[Excerpted passage]

Then there is the problem of how fast they must be moved. Polonium-214 atoms decay so quickly they are gone in the blink of an eye! Polonium-218 has a half-life (decay rate) of only 3.1 minutes, while polonium-214 decays in 164 microseconds!4 By comparison polonium-210 atoms are long-lived, with a half-life of 138 days. What unusual forces could have carried so many atoms away from the uranium source so quickly?
Another possibility is to move another element in the uranium-238 decay chain that appears before polonium. For example, the element immediately before the polonium-218, polonium-214, polonium-210 sequence is radon-222. If radon-222 moved into place, then the polonium would not have to be transported. But this presents two problems. First, the travel time is still short: the half-life of radon-222 is only 3.8 days. The radon would still have to be transported from the zircons to the polonium halo sites in only days.
Second, we don’t find a radon-222 decay halo in the polonium radiohalos. Somehow the polonium had to separate from the radon-222 and then concentrate in what would become the polonium radiohalo centers. The location of radiohalos and the different chemical properties of radon and polonium suggest a solution to these problems.
When uranium and polonium radiohalos are observed under the microscope, their radiocenters are actually on the same sheet.5 As explained in the first article, radiohalos are found in the dark flecks within granites, called biotite. These biotite flakes consist of layers and layers of crystal sheets, which can be pulled apart and examined under a microscope.
Water can easily travel down the spaces between these sheets (Figure 7). Changes in the biotite’s color are often evidence that water has seeped between the sheets. That’s the key to the creationist explanation for polonium radiohalos.
When granites crystallize and are cooling, hot waters are left over. This water is capable of seeping along the spaces between the stacked sheets of biotite. As they pass by the zircon, these waters could dissolve any radon-222 atoms that had leaked out of the zircon crystals and transport them between the sheets of the biotite flake.
Though they are very tiny, polonium radiohalos have a huge message that cannot be ignored.
Radon-222 atoms are chemically inert (they do not combine with other atoms). But once they decay, the newly formed polonium-218 atoms would readily combine with other atoms, such as chlorine or sulfur atoms that had dissolved in the hot water and were flowing between the biotite sheets. Polonium chlorides and polonium sulphides don’t dissolve well in water, so as soon as the polonium combines with these other atoms, the molecules drop out of the water. There the polonium would start forming polonium radiohalos.
The water would continue to move many radon-222 atoms past the forming radiocenters, providing a continual supply of new polonium atoms.

[/Excerpted passage]

What is required :: Copy the passage on polonium radiohalos from the words "Another possibility is" through the words "in only days.", switching "zircons" to "zircon crystals".

[Recorded data]

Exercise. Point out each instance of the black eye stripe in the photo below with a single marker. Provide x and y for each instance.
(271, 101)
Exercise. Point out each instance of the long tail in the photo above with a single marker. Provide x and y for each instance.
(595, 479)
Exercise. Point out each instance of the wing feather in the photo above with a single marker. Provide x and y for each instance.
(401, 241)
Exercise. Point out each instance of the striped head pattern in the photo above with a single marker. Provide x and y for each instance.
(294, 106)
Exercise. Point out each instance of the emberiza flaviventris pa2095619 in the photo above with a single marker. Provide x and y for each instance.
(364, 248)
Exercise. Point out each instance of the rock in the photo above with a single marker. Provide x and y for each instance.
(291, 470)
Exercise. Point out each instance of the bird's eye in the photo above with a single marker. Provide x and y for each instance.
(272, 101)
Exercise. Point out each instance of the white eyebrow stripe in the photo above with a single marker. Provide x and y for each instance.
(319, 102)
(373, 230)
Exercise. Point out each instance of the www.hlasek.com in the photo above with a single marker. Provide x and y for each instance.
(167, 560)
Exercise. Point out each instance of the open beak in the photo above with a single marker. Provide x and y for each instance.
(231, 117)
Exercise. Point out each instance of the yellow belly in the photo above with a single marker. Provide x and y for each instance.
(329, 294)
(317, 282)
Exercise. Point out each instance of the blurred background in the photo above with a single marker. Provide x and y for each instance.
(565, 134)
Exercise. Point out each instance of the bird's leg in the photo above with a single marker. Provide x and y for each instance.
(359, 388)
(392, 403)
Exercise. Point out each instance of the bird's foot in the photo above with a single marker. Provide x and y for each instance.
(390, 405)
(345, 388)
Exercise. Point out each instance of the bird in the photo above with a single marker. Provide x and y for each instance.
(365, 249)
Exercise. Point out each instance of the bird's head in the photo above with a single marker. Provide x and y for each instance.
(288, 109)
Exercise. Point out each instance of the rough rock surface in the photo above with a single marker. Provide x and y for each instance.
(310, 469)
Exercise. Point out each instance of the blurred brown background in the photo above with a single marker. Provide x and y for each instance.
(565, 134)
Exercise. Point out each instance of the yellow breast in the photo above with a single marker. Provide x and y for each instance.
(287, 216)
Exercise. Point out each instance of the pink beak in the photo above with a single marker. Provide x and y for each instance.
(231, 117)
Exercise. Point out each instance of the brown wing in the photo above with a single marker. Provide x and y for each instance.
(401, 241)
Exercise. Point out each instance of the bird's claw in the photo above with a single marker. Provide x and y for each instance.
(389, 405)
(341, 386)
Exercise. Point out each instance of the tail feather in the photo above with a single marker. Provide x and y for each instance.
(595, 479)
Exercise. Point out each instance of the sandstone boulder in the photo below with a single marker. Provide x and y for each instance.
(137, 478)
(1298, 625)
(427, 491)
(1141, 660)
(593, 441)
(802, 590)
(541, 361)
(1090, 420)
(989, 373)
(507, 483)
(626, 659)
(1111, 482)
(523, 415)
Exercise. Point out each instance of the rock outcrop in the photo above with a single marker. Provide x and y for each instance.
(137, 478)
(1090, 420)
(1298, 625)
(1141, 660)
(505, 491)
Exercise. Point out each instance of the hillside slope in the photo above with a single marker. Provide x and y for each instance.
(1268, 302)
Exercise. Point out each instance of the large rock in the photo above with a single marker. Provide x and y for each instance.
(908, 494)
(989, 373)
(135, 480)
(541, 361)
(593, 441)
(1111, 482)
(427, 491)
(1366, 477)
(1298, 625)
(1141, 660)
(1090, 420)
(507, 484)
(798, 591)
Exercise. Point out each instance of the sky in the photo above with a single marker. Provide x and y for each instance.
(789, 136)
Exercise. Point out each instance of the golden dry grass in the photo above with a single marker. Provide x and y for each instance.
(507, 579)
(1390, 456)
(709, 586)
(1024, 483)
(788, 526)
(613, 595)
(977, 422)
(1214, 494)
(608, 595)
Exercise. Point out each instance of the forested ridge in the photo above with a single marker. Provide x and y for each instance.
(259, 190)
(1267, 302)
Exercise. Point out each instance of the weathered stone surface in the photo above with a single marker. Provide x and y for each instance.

[/Recorded data]

Exercise result ::
Another possibility is to move another element in the uranium-238 decay chain that appears before polonium. For example, the element immediately before the polonium-218, polonium-214, polonium-210 sequence is radon-222. If radon-222 moved into place, then the polonium would not have to be transported. But this presents two problems. First, the travel time is still short: the half-life of radon-222 is only 3.8 days. The radon would still have to be transported from the zircon crystals to the polonium halo sites in only days.